--- START DATA IN THIS EXERCISE ---

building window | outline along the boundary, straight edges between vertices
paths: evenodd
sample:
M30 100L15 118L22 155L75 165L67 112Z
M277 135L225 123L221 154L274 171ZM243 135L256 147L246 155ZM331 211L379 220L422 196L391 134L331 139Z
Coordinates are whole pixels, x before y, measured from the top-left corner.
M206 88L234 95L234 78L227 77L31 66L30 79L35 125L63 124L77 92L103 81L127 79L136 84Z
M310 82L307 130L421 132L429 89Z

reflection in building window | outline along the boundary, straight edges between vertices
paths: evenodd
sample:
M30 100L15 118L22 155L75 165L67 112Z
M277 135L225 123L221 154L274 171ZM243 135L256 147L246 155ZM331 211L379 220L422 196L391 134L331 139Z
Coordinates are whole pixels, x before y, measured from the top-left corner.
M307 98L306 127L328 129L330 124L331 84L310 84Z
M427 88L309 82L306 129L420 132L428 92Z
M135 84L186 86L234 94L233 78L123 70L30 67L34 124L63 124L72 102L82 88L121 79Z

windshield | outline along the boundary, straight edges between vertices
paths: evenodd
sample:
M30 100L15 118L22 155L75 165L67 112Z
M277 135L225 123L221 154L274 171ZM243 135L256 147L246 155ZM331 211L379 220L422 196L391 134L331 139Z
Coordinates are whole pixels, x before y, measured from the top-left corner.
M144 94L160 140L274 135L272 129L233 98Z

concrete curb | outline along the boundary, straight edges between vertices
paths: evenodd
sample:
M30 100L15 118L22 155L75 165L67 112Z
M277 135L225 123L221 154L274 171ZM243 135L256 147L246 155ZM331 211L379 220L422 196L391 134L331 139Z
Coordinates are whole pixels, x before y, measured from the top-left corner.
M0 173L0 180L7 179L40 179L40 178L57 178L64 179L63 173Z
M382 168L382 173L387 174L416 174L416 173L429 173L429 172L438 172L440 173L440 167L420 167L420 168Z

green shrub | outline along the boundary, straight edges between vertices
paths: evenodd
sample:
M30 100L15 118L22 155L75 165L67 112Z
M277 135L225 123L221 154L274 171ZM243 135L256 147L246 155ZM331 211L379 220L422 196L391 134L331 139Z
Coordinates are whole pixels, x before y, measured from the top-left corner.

--- END DATA IN THIS EXERCISE ---

WRITTEN TASK
Rewrite all of the material above, replacing "top-left corner" with "upper-left corner" wherever it occurs and changing nothing else.

RESPONSE TO THE EXERCISE
building window | outline along the boundary, straight edges between vertices
paths: evenodd
sample:
M30 100L15 118L22 155L75 165L67 112Z
M277 135L225 123L221 154L274 171ZM243 135L256 147L246 155ZM331 211L379 220L422 196L391 134L331 139Z
Coordinates are whole pixels, x before y, measured from the upper-left corner.
M206 88L234 95L234 78L227 77L31 66L30 79L35 125L63 124L77 92L103 81L127 79L136 84Z
M310 82L307 130L421 132L429 89Z

reflection in building window | outline along the boundary, straight edges between vertices
paths: evenodd
sample:
M30 100L15 118L22 155L75 165L67 112Z
M277 135L225 123L221 154L274 171ZM243 135L256 147L246 155ZM331 211L379 220L422 196L391 134L331 139Z
Coordinates are whole pixels, x before y, measured from the upper-left corner.
M307 98L306 127L328 129L330 124L331 84L310 84Z
M427 88L309 82L306 129L420 132L428 92Z
M135 84L186 86L234 94L233 78L123 70L30 67L34 124L63 124L72 102L82 88L121 79Z

windshield | outline along the boundary, straight edges between vertices
paths: evenodd
sample:
M30 100L15 118L22 155L75 165L67 112Z
M277 135L225 123L221 154L274 171ZM243 135L256 147L246 155ZM331 211L379 220L422 196L391 134L331 139Z
Coordinates are whole pixels, x before y, measured from the upper-left corner.
M144 94L160 140L274 135L272 129L233 98Z

concrete curb | outline along the boundary, straight edges between vertices
paths: evenodd
sample:
M30 100L15 118L22 155L75 165L67 112Z
M277 135L225 123L221 154L274 171ZM243 135L256 147L246 155ZM331 211L379 220L422 196L391 134L331 139Z
Coordinates are whole pixels, x before y, measured from the upper-left corner.
M0 173L0 180L7 179L40 179L40 178L57 178L64 179L63 173Z
M382 168L382 173L387 174L416 174L416 173L429 173L429 172L438 172L440 173L440 167L420 167L420 168Z

green shrub | outline along the boundary, straight edges between vertices
paths: evenodd
sample:
M30 100L15 118L22 155L75 165L67 112Z
M277 135L225 123L221 154L274 171ZM243 135L256 147L246 155ZM331 211L379 220L422 196L391 134L331 139Z
Coordinates are whole pixels, x before y, measured from the upper-left corner.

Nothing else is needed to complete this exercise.